▶ _Work to do_:
1. From the winter garden article, list every tool or item that the gardener is told to carry or use.
2. Answer these questions about the winter garden article:
(a) In which region does the author garden?
(b) When should the stroll through the garden be taken?
(c) In Japanese-style pruning, how is the second of the two neighbouring plants treated?
3. In the winter garden article, substitute "hand shears" for "secateurs" and write out the passage again, beginning at the words "Improving Structure" and stopping after "growth at height.".

▶ _Source excerpt_:

━━━━━━━━━━━━━━━━━━━━

Winter Wonderland

Gardens that look good in winter will look great the rest of the year. Helen McKerral describes how to let winter help you fine-tune your garden
 

Some gardeners dislike temperate winters and, if I lived in the Northern Hemisphere, I suppose all that ice and snow would (pardon the pun) dampen my enthusiasm somewhat. I’m certainly less likely to dig in my garden during the foggy, chill winters of the Adelaide Hills but, as for gardeners throughout temperate Australia, I have plenty of things to do. And with a well-established garden, most important for me in recent years has been using the season to fine-tune my garden’s structure.

With a mix of deciduous and evergreen trees, winter bares the bones and structure of my garden as effectively as wiping makeup from a model’s face. Spring’s flush of flowers, summer’s bright sunshine and autumn’s more subdued tones can all conspire to conceal minor – even major – flaws in the underlying bones of a garden. Leaves conceal internal or crossing branches in a tree while a blaze of flowers distracts attention from what might be a cluttered, overplanted garden. Overgrown shrubs encroaching into open space can create a claustrophobic ambience. For gardeners like me, who are not professional designers, winter makes it easier for us to identify such aesthetic flaws.

A Stroll through your Winter Garden
When all the leaves have fallen from your deciduous trees, and before spring (usually late winter) bulbs have popped out of the ground, take a notepad and pencil and take a stroll through your garden. Your aim is to identify areas that look cluttered and messy or, conversely, bare and boring. As well as an overview of each area, also examine each tree and shrub, and judge its relationship to neighbouring plants. Are they too intergrown to retain their own identities? Do you wish them to blend, or not? Do you have sufficient open space in your garden, or is it overgrown with a closed-in feel? Do you have sufficiently varied levels in your garden, a blend of over-, mid and ground-storey plants? Is there a rich and complementary blend of textures, colours, materials?

Improving Structure
Identify cluttered areas and tackle them with secateurs and pruning saw. You may need to remove entire shrubs if they’re intergrown with others, but it’s also possible to prune in the Japanese style, where two neighbouring plants are shaped to complement each other. Prune one to be lower-growing, while removing material near the ground from the other, leaving growth at height.

━━━━━━━━━━━━━━━━━━━━

▶ _Stored records_:
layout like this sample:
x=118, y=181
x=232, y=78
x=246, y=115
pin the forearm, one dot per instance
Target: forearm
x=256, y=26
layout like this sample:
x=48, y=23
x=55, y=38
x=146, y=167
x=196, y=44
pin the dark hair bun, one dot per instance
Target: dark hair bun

━━━━━━━━━━━━━━━━━━━━

▶ _The responses_:
1. notepad, pencil, secateurs, pruning saw

2.
(a) The Adelaide Hills.
(b) After all the leaves have fallen from the deciduous trees and before the spring bulbs have popped out of the ground.
(c) Material near the ground is removed from it, leaving growth at height.

3.
Improving Structure
Identify cluttered areas and tackle them with hand shears and pruning saw. You may need to remove entire shrubs if they’re intergrown with others, but it’s also possible to prune in the Japanese style, where two neighbouring plants are shaped to complement each other. Prune one to be lower-growing, while removing material near the ground from the other, leaving growth at height.